Excerpts of pointing data:
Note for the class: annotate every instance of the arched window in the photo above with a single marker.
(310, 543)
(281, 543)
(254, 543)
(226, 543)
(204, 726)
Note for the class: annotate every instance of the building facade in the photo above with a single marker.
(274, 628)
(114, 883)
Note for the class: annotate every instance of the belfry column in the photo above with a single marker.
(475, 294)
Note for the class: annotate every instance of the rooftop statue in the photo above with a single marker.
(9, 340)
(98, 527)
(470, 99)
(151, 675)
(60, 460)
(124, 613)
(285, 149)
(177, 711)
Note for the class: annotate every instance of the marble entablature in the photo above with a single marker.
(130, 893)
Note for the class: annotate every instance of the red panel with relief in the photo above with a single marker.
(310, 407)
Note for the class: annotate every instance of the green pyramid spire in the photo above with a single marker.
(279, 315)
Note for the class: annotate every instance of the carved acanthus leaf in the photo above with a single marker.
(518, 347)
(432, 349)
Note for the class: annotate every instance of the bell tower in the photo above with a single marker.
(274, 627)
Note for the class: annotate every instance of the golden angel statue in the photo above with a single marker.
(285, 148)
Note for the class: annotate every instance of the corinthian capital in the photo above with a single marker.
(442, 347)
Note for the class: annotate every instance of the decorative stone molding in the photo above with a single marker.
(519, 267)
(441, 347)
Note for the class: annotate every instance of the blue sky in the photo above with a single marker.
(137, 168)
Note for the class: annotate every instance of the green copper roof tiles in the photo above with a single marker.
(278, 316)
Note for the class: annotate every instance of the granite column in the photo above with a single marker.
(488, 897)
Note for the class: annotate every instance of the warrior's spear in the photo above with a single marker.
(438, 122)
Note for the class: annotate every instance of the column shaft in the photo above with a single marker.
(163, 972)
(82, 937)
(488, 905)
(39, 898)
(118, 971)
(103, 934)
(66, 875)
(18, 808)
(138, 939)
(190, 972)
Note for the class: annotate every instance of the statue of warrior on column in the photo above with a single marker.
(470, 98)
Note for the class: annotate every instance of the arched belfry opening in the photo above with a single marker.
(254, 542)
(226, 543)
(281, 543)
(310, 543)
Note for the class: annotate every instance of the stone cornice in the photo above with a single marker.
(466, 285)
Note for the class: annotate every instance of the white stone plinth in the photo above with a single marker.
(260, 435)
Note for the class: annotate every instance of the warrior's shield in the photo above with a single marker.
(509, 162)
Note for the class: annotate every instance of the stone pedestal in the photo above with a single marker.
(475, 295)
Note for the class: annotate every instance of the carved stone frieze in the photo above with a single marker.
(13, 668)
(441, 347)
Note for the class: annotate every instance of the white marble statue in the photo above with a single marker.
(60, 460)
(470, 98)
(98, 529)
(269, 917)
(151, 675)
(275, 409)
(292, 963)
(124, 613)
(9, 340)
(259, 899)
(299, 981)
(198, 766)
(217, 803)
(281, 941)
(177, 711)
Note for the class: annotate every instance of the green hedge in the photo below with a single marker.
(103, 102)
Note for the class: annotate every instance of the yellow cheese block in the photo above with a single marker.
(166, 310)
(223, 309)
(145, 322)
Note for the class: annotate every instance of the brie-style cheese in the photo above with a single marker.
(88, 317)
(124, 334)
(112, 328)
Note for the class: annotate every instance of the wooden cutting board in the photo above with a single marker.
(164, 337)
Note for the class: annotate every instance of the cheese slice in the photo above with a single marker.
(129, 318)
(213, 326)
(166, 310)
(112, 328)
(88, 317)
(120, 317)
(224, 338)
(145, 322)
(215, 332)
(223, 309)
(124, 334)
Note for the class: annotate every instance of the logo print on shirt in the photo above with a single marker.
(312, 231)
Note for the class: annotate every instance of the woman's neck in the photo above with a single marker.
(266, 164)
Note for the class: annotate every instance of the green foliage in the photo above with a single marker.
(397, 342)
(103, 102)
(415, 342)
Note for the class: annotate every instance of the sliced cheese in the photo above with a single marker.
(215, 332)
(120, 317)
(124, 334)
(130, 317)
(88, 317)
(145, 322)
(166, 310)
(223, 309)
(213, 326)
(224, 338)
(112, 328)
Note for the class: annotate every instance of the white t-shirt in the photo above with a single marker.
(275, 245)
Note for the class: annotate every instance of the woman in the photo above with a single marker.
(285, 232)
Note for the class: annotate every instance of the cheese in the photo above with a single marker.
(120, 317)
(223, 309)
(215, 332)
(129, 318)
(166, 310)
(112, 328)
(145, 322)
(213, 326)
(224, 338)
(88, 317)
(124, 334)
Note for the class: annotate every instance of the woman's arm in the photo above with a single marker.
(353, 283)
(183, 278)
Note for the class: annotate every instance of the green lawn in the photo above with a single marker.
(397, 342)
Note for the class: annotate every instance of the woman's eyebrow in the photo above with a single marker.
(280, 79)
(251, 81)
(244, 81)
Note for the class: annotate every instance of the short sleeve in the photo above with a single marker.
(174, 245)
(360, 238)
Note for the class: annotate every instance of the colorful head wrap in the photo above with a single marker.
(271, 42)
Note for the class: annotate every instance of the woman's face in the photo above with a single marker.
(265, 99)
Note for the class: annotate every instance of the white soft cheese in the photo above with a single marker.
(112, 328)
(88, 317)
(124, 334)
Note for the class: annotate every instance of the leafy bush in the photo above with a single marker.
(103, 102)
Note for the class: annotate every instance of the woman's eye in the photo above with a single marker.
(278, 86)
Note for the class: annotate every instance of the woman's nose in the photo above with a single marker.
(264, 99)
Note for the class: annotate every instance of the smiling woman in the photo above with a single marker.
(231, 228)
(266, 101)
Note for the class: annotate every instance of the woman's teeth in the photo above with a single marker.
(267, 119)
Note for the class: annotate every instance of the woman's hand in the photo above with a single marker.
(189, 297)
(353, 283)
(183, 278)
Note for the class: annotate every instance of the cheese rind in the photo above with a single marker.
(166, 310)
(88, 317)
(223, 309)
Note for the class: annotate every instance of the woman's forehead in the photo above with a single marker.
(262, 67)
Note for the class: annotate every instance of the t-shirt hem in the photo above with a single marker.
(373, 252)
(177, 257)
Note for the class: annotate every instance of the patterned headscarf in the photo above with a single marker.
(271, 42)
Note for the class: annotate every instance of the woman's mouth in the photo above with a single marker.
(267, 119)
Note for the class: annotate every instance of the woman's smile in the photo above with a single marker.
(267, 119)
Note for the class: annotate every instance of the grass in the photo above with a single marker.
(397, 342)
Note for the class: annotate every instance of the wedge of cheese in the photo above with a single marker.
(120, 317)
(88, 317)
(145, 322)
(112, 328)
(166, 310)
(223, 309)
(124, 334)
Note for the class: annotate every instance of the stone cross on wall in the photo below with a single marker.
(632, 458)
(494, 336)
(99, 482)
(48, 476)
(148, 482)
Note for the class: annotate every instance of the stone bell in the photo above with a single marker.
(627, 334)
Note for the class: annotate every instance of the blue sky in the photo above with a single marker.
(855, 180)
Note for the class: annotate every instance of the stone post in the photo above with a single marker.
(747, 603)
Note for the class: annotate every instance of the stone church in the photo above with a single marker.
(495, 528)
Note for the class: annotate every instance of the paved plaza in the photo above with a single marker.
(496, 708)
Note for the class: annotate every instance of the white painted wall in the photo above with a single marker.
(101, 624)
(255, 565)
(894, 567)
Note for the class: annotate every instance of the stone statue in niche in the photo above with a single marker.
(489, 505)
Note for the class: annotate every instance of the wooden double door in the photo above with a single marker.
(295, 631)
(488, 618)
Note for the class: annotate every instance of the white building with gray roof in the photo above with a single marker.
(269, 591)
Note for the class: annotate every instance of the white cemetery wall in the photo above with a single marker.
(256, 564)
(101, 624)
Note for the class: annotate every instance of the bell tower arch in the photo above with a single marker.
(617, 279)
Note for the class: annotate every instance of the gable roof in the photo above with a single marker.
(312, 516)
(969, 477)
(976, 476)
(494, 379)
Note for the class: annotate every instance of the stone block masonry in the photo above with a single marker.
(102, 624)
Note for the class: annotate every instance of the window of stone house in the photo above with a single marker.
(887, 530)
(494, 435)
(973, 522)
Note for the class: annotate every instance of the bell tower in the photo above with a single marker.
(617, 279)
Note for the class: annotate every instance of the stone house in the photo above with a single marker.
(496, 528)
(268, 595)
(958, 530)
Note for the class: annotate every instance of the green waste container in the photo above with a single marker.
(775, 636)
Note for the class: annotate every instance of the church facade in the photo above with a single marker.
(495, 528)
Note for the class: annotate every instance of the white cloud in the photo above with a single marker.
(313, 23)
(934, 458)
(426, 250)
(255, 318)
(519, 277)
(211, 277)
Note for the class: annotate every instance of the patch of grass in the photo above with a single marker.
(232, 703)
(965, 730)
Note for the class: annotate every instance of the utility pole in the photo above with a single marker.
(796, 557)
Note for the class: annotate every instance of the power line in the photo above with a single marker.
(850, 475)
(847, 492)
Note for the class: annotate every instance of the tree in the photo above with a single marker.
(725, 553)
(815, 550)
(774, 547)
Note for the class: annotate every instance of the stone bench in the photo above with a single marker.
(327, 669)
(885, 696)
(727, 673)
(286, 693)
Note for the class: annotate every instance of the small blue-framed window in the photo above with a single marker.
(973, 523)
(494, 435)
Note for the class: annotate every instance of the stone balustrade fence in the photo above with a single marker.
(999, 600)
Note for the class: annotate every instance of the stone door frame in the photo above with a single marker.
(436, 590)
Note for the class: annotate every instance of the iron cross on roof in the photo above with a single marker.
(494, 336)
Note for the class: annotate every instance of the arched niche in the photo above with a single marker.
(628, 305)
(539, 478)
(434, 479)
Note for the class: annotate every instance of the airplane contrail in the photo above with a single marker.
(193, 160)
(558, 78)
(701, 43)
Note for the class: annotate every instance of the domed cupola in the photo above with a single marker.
---
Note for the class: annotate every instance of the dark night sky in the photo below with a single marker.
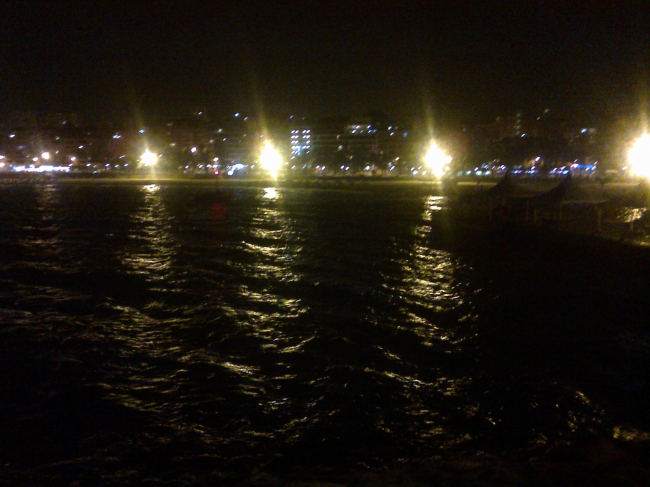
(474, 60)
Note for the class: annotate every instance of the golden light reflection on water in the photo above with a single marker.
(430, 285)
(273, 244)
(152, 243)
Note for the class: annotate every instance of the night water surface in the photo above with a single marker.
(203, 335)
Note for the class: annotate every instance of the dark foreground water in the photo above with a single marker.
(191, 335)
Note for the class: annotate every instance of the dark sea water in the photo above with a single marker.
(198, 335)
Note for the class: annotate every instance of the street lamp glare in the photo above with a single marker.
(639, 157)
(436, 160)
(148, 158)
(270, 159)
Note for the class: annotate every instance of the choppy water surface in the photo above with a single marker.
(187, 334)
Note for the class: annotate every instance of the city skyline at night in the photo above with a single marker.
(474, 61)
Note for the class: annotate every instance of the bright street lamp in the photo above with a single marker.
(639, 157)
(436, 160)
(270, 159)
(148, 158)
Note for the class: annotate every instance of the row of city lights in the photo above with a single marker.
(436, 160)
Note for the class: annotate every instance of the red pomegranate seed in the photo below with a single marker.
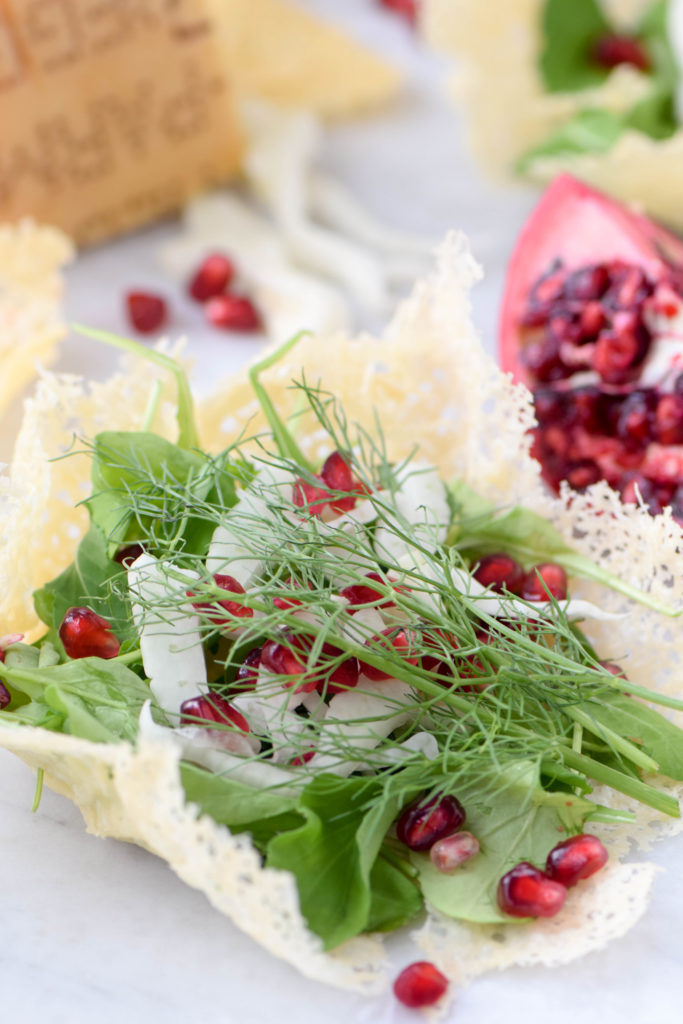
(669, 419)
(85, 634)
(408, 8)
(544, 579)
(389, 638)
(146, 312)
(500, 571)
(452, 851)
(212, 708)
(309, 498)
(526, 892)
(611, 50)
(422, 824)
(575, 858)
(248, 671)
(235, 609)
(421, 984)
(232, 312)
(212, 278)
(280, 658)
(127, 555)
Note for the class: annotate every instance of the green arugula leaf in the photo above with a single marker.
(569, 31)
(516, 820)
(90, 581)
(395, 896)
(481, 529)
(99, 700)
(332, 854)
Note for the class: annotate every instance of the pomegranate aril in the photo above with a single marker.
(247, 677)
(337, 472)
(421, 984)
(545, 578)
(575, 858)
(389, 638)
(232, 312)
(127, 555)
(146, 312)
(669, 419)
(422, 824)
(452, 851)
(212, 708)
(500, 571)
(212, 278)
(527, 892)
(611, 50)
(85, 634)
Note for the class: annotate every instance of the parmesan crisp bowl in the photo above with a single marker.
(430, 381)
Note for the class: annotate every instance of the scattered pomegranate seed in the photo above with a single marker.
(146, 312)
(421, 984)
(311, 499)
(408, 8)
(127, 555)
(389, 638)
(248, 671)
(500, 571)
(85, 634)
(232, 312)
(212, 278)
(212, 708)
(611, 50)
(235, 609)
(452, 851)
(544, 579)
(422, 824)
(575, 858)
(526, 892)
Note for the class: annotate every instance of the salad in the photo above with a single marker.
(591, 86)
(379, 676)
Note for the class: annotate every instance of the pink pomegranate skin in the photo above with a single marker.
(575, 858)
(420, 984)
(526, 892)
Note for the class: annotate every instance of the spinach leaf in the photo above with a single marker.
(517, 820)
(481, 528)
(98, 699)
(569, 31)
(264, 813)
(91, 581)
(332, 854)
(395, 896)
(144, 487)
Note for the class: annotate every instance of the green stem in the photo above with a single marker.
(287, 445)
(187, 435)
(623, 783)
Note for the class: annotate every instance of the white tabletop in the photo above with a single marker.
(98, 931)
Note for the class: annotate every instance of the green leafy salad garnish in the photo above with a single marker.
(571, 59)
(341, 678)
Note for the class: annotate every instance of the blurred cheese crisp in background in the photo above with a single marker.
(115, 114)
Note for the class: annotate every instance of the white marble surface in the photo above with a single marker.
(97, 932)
--
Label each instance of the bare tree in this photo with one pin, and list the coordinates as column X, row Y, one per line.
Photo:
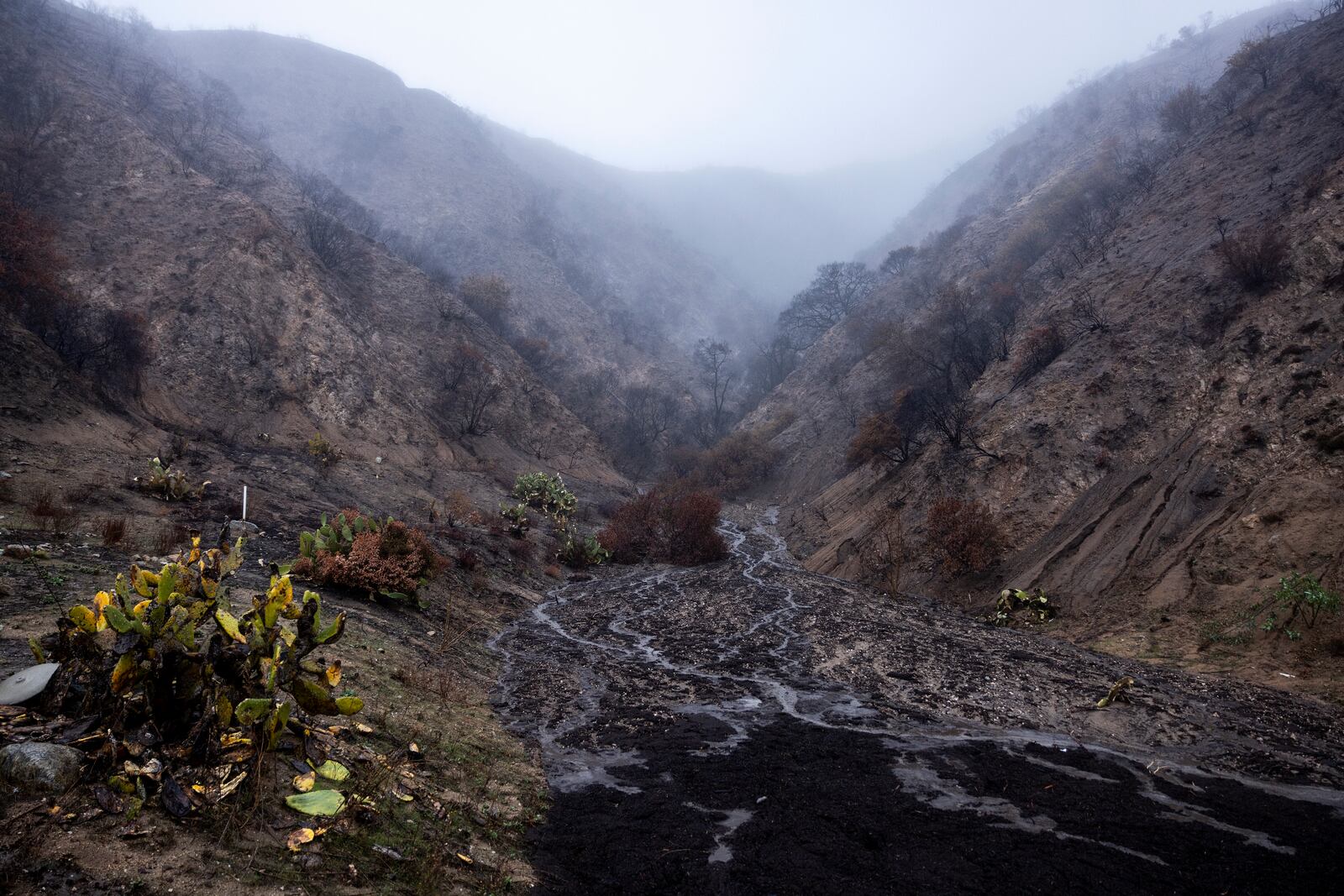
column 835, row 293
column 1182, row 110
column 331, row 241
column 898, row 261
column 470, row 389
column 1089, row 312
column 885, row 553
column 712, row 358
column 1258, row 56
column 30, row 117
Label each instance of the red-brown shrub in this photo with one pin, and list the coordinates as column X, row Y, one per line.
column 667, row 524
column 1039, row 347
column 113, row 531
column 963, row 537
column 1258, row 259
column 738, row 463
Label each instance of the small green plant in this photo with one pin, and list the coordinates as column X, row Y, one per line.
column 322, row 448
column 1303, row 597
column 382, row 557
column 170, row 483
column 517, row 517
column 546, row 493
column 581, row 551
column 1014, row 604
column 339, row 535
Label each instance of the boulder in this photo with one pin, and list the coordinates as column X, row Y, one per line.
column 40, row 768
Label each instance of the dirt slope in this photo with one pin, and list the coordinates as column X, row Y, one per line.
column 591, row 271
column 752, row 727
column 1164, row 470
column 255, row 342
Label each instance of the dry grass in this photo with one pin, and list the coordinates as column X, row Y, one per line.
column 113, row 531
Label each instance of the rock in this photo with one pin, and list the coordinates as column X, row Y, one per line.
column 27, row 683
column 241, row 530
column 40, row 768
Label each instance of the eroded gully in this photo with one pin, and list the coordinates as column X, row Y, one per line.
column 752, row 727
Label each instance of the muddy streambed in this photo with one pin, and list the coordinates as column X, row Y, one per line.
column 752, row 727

What you need to do >>
Find every line above that contains the string "warrior", and copy each one out in full.

Problem solution >>
Note for the class: annotate every instance of the warrior's spear in the photo above with a single marker.
Note for the class: annotate every instance of the statue of warrior on column in the photo above with a single marker.
Note for the class: annotate every instance of the warrior's shield in the photo above with a single marker.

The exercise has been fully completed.